**Aim of the task:** Please identify every line in the entries below that contains the string "framed" and copy each of those lines in full. Matching is case-sensitive.

(begin)

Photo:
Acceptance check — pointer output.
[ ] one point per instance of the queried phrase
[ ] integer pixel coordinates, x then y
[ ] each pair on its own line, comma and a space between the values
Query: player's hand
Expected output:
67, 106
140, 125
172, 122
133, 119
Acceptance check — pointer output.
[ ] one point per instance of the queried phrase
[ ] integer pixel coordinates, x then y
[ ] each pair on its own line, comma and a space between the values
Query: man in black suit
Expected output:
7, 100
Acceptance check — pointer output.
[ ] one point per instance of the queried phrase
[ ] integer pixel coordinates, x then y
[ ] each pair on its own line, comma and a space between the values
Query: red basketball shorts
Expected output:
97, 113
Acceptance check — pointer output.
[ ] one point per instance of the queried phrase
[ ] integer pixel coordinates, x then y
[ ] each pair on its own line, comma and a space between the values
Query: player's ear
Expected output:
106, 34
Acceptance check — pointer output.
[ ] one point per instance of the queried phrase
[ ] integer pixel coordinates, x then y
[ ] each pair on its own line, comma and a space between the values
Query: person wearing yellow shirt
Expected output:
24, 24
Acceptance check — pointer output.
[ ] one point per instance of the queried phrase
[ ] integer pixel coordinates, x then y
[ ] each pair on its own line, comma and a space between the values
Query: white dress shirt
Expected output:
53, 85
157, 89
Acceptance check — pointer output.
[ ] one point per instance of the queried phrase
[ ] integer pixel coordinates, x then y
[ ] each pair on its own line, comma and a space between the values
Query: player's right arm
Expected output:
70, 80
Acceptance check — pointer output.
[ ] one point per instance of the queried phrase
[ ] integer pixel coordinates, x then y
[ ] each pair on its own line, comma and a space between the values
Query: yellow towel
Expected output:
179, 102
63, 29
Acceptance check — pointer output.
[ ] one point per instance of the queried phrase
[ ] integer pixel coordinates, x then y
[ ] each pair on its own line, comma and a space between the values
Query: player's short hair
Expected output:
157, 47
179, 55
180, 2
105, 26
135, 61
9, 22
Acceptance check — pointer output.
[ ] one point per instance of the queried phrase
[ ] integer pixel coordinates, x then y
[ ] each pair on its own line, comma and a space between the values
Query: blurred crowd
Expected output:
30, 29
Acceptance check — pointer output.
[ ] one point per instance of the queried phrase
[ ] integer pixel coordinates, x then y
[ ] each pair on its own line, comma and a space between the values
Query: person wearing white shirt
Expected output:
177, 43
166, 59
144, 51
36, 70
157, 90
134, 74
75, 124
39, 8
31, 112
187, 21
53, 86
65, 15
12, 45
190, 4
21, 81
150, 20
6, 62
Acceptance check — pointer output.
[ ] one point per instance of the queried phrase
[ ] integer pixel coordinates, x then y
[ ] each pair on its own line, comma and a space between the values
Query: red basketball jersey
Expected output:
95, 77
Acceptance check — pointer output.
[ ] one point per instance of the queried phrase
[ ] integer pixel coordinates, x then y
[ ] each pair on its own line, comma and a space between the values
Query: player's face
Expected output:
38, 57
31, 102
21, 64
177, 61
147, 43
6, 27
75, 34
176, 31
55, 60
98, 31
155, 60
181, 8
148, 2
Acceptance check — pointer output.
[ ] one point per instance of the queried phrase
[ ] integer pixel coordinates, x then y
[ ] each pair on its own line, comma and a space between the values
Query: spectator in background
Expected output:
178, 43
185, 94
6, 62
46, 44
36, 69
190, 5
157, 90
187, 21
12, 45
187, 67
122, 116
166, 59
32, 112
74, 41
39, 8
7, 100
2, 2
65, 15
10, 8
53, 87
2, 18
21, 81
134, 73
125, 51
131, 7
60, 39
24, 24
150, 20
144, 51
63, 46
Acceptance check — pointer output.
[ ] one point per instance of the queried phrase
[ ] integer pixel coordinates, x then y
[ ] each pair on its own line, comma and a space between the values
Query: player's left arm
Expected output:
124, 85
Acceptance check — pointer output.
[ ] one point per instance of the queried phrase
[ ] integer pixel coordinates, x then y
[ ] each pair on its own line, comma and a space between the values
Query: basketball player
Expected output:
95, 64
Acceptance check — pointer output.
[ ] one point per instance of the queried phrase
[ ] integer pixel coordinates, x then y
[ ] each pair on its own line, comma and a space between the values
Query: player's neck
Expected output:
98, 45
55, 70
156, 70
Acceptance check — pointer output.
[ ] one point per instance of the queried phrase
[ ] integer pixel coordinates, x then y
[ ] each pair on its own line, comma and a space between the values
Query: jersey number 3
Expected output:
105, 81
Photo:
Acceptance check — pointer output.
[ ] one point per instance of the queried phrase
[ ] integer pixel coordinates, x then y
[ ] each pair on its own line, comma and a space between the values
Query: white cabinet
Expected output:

(end)
(begin)

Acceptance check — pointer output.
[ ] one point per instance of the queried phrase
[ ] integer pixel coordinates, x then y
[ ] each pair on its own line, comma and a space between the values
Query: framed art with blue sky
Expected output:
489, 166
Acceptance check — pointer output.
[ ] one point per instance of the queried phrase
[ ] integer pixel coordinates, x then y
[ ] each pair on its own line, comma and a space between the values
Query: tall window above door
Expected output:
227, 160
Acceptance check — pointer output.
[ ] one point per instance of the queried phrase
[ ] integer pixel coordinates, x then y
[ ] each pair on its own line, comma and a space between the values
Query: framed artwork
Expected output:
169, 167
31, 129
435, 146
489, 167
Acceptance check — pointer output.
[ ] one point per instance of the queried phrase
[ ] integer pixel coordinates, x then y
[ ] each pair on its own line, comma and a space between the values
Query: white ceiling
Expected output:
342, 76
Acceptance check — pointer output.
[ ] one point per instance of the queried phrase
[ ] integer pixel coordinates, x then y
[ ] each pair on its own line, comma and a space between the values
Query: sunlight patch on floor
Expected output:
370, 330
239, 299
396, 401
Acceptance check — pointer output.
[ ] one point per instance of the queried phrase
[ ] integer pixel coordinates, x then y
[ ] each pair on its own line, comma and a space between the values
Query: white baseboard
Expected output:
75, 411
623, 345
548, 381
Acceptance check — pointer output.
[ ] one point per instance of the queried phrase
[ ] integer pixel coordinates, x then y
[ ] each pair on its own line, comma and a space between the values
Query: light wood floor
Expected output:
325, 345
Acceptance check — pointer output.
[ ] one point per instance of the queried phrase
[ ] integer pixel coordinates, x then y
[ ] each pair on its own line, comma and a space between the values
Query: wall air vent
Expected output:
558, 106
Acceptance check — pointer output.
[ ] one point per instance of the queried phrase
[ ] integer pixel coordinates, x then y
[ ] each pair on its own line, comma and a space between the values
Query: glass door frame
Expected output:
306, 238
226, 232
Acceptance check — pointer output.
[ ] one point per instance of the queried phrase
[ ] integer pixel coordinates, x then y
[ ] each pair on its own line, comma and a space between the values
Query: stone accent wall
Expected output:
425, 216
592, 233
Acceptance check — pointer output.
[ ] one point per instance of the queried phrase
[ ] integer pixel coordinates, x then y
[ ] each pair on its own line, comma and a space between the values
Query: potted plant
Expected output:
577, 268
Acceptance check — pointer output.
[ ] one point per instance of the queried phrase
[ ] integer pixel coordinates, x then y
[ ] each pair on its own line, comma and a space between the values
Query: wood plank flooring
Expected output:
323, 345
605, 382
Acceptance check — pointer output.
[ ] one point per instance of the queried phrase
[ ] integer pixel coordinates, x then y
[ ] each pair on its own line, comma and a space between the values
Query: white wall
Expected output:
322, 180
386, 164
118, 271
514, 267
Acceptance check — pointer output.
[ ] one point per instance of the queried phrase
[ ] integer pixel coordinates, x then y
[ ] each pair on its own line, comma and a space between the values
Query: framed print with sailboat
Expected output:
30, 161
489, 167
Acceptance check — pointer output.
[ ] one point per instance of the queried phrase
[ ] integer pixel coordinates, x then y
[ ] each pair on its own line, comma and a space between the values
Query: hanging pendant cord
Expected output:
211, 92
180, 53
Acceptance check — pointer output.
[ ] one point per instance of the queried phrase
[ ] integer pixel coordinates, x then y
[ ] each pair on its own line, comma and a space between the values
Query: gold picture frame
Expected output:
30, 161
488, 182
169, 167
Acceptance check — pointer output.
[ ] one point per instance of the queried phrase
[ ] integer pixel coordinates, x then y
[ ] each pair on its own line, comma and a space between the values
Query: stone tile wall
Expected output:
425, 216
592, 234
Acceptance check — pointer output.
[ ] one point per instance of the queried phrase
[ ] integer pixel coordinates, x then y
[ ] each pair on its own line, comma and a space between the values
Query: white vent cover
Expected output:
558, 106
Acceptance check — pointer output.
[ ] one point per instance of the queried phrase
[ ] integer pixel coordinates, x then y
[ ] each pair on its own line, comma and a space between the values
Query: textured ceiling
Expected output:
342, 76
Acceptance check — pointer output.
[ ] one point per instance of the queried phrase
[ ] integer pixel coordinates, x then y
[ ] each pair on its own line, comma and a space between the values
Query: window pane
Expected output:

(end)

**Task output:**
Query: framed art with blue sky
Query: framed artwork
Query: framed print with sailboat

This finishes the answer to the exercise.